#### EXERCISE REQUIREMENTS:
Begin at the start of the rows and stop after the line that contains "[1056,511,1183,694]". Rewrite every line in that span, requests included, scaling each bounding-box coordinate in the answers by 0.7 and rounding to whole numbers with halves going up, and leave the pictures out.

(Box-labeled dataset extracts)
——
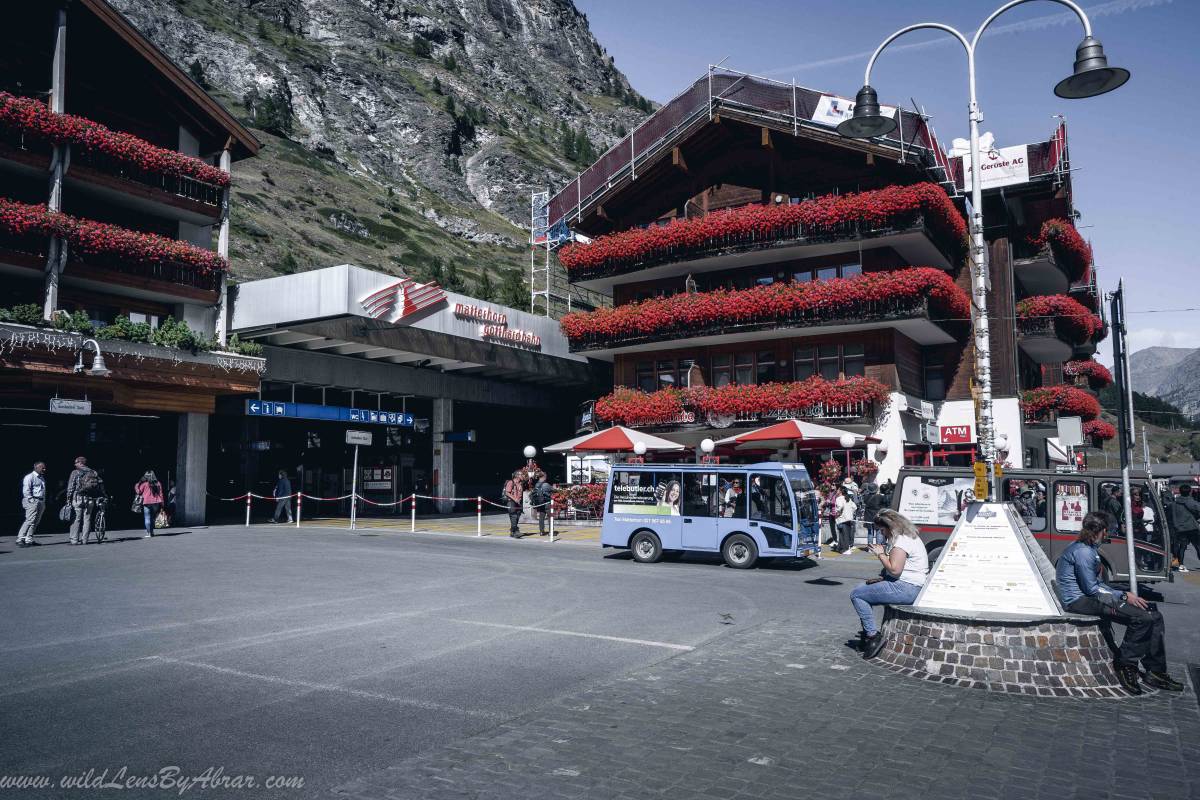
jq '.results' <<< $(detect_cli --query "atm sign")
[942,425,972,445]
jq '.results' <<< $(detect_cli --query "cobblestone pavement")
[335,619,1200,800]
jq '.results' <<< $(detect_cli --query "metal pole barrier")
[350,445,359,530]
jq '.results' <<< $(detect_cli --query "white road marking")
[449,619,696,652]
[144,656,504,720]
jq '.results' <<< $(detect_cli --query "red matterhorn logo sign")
[360,278,446,323]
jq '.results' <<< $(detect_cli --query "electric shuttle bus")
[600,462,821,570]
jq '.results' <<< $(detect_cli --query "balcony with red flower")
[559,184,966,293]
[1016,295,1103,363]
[562,267,970,360]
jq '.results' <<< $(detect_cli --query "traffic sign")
[246,399,413,428]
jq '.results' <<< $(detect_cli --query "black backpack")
[77,469,103,498]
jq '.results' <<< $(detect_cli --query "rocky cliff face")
[110,0,649,290]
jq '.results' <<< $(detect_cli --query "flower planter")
[559,184,967,281]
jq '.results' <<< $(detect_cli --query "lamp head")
[838,85,896,139]
[1054,36,1129,100]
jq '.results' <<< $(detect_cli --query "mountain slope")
[110,0,649,294]
[1129,347,1196,396]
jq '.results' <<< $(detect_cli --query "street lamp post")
[838,0,1129,500]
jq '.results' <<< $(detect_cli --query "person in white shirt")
[17,462,46,547]
[850,509,929,658]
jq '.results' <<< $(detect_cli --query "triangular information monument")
[913,503,1063,619]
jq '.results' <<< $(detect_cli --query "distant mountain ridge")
[1129,347,1200,417]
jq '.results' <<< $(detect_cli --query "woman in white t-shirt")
[850,509,929,658]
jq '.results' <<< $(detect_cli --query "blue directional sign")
[246,399,413,428]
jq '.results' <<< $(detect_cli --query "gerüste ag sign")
[454,302,541,350]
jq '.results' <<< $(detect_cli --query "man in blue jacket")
[1056,511,1183,694]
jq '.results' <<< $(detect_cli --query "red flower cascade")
[1016,294,1104,344]
[1030,218,1092,281]
[559,266,974,345]
[595,375,889,425]
[0,91,229,188]
[1062,359,1112,390]
[1021,386,1100,422]
[558,184,967,279]
[0,198,229,273]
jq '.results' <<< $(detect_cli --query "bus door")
[748,473,798,555]
[679,473,721,552]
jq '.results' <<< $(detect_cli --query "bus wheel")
[629,530,662,564]
[721,534,758,570]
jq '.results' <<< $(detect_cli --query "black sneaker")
[1145,672,1183,692]
[863,631,887,660]
[1114,663,1142,697]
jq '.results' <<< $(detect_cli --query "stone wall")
[878,606,1127,697]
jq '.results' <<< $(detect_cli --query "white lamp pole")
[838,0,1129,500]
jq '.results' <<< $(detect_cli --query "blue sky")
[576,0,1200,362]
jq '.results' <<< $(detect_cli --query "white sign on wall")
[913,503,1062,616]
[962,144,1030,192]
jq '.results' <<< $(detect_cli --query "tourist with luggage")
[1055,511,1183,694]
[133,469,163,539]
[67,456,104,545]
[17,462,46,547]
[850,509,929,658]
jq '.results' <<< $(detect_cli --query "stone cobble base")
[878,606,1128,698]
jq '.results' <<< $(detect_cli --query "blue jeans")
[850,578,920,636]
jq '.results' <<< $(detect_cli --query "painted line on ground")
[144,656,506,720]
[446,619,696,652]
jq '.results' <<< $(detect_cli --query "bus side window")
[716,473,746,519]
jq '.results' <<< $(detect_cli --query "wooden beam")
[671,146,688,173]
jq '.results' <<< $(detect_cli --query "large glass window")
[755,350,779,384]
[716,473,746,519]
[683,473,721,517]
[733,353,754,386]
[1004,477,1046,534]
[637,361,659,392]
[750,474,792,528]
[713,355,733,389]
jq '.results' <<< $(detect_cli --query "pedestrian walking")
[1055,511,1183,694]
[504,469,524,539]
[1164,483,1200,572]
[67,456,104,545]
[271,469,292,524]
[133,469,163,539]
[850,509,929,658]
[17,462,46,547]
[529,477,554,536]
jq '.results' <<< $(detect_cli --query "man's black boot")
[1146,670,1183,692]
[1114,663,1142,697]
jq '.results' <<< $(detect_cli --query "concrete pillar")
[175,414,209,525]
[217,143,232,345]
[433,397,455,513]
[42,8,71,319]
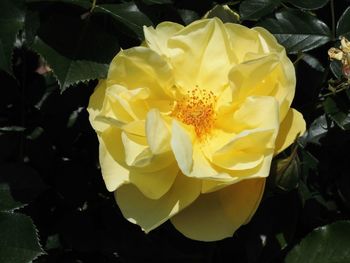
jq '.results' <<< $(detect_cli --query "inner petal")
[170,88,217,140]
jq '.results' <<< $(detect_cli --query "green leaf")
[0,212,44,263]
[323,97,350,130]
[337,6,350,38]
[142,0,173,5]
[0,0,25,74]
[32,38,108,91]
[329,60,343,79]
[30,0,152,40]
[204,5,239,23]
[302,54,325,72]
[0,184,23,212]
[259,10,331,53]
[27,2,119,91]
[239,0,281,21]
[285,221,350,263]
[271,146,300,192]
[94,2,152,40]
[286,0,329,10]
[298,114,333,147]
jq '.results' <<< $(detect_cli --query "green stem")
[331,0,335,39]
[321,83,349,98]
[90,0,97,13]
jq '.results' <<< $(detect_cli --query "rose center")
[171,88,216,139]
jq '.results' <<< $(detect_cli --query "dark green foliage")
[0,0,350,263]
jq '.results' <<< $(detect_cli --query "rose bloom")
[88,18,305,241]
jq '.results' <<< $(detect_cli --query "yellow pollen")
[171,88,216,139]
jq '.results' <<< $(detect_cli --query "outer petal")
[107,47,174,99]
[143,22,184,57]
[216,96,280,134]
[212,130,275,170]
[275,108,306,154]
[168,19,236,92]
[87,80,108,132]
[101,126,179,199]
[171,179,265,241]
[99,137,130,192]
[171,120,193,175]
[225,23,261,64]
[229,54,283,103]
[253,27,296,120]
[115,173,201,232]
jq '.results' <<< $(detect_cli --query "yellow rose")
[88,19,305,241]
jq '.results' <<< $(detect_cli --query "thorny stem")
[321,82,349,98]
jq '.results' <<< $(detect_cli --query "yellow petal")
[202,151,273,193]
[99,138,130,192]
[171,120,193,175]
[143,22,184,56]
[119,132,153,167]
[171,179,265,241]
[115,173,200,232]
[129,161,179,199]
[212,130,275,170]
[101,126,178,199]
[225,23,260,64]
[340,37,350,53]
[146,109,171,154]
[168,19,236,93]
[229,53,295,121]
[107,47,173,98]
[216,96,279,134]
[229,54,279,102]
[252,27,285,54]
[187,144,233,182]
[328,47,344,60]
[87,80,109,132]
[275,108,306,154]
[253,27,296,119]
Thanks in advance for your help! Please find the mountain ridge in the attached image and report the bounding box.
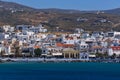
[0,1,120,31]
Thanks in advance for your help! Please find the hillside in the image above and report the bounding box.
[0,1,120,31]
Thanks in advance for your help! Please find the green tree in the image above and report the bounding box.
[34,48,42,57]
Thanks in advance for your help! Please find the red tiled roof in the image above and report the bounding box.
[111,46,120,50]
[56,43,63,47]
[34,46,40,49]
[63,44,75,48]
[56,43,75,48]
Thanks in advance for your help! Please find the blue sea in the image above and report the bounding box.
[0,62,120,80]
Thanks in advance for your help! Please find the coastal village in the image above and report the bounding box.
[0,24,120,60]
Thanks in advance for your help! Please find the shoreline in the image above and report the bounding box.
[0,58,120,63]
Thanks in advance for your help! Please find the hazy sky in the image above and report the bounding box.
[3,0,120,10]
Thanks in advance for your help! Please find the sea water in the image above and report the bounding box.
[0,62,120,80]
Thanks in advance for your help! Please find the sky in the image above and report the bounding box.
[3,0,120,10]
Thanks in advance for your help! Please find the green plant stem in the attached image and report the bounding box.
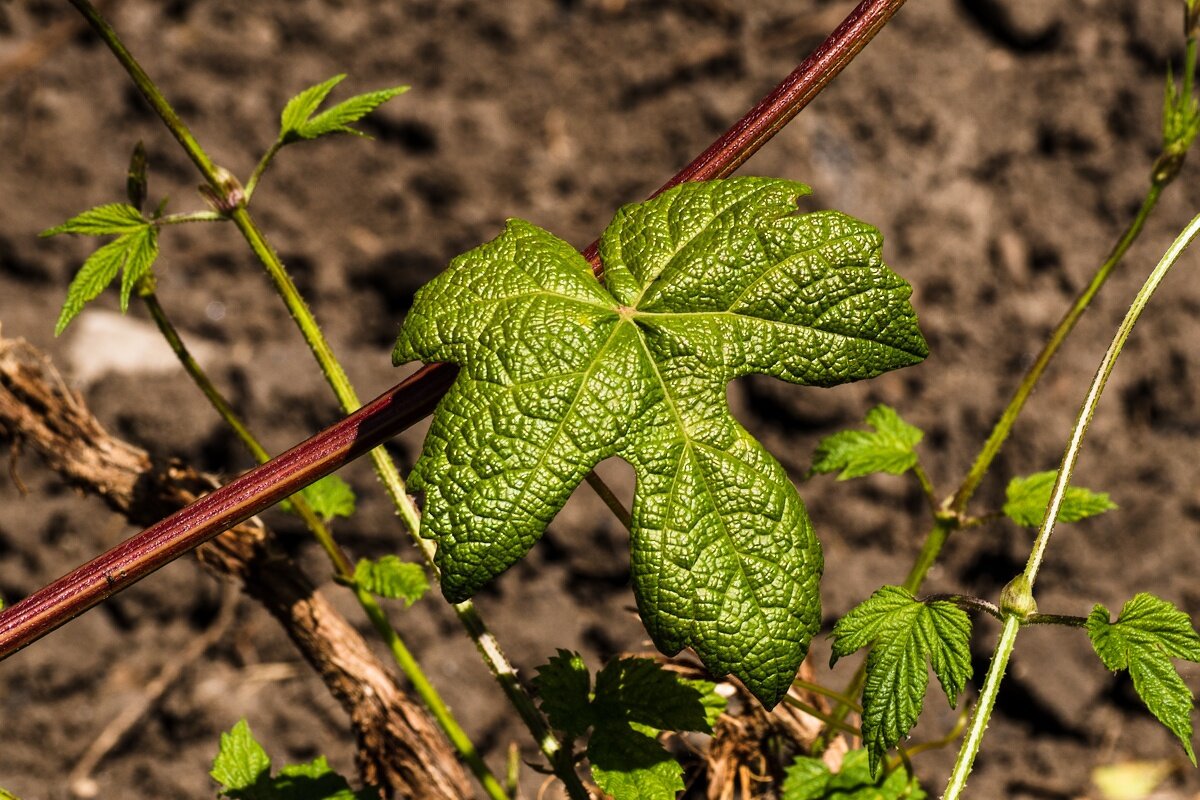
——
#### SOLVED EXERCISE:
jq '.results' <<< $(detect_cli --query "atm sign")
[659,298,680,312]
jq '.results' <<< $(detect_cli --query "cobblestone pavement")
[235,433,840,560]
jq '.results' <<< $(detect_cli --query "metal pole barrier")
[245,312,251,371]
jq '.results' <<< $(detect_cli --query "white road marking")
[314,433,487,456]
[101,459,353,504]
jq '.results' <<< $(detect_cli --query "red matterhorn logo sign")
[252,195,312,226]
jq '.results' <<< $(detect_cli --query "electric shuttle bus")
[420,323,575,399]
jq '.results' <<< $(detect_cli --query "balcony with red flower")
[391,129,676,205]
[711,207,772,254]
[393,187,679,252]
jq '.results' <<< $(detect_cli --query "traffic sign")
[172,279,289,300]
jq '.results' <<< $(detect_cli --query "black backpack")
[54,328,72,349]
jq '.results' <<< $(detect_cli --query "rocky cliff face")
[77,0,454,203]
jq '.results' <<< $(detect_cli --query "flower planter")
[391,129,677,197]
jq '.results' <<< $(detect_cli --query "lamp head")
[587,60,627,97]
[738,25,790,70]
jq '.results' <<< $(detect_cli --query "mountain slope")
[77,0,454,206]
[790,243,837,277]
jq '.results' <<< $(detect_cli --query "street lamp post")
[587,0,790,350]
jq '.results' <<< $(detect_cli --query "person in white shirt")
[12,323,32,383]
[595,356,650,461]
jq '.results' <<< $(detect_cli --query "triangular information monument")
[639,352,744,433]
jq '.results' <<< $(detect_cli --query "distant mountain ridge")
[790,243,840,292]
jq '.results' <<< $(detect_cli --query "woman in white t-shirt")
[595,356,650,461]
jq '.results' <<< $(detect_cli --query "blue directional sign")
[172,279,289,300]
jq '.results' <<< $(detect_cli --query "gerüste ag sign")
[318,211,379,245]
jq '.results' <<< $(detect_cli --query "man in blue jacket")
[739,358,828,486]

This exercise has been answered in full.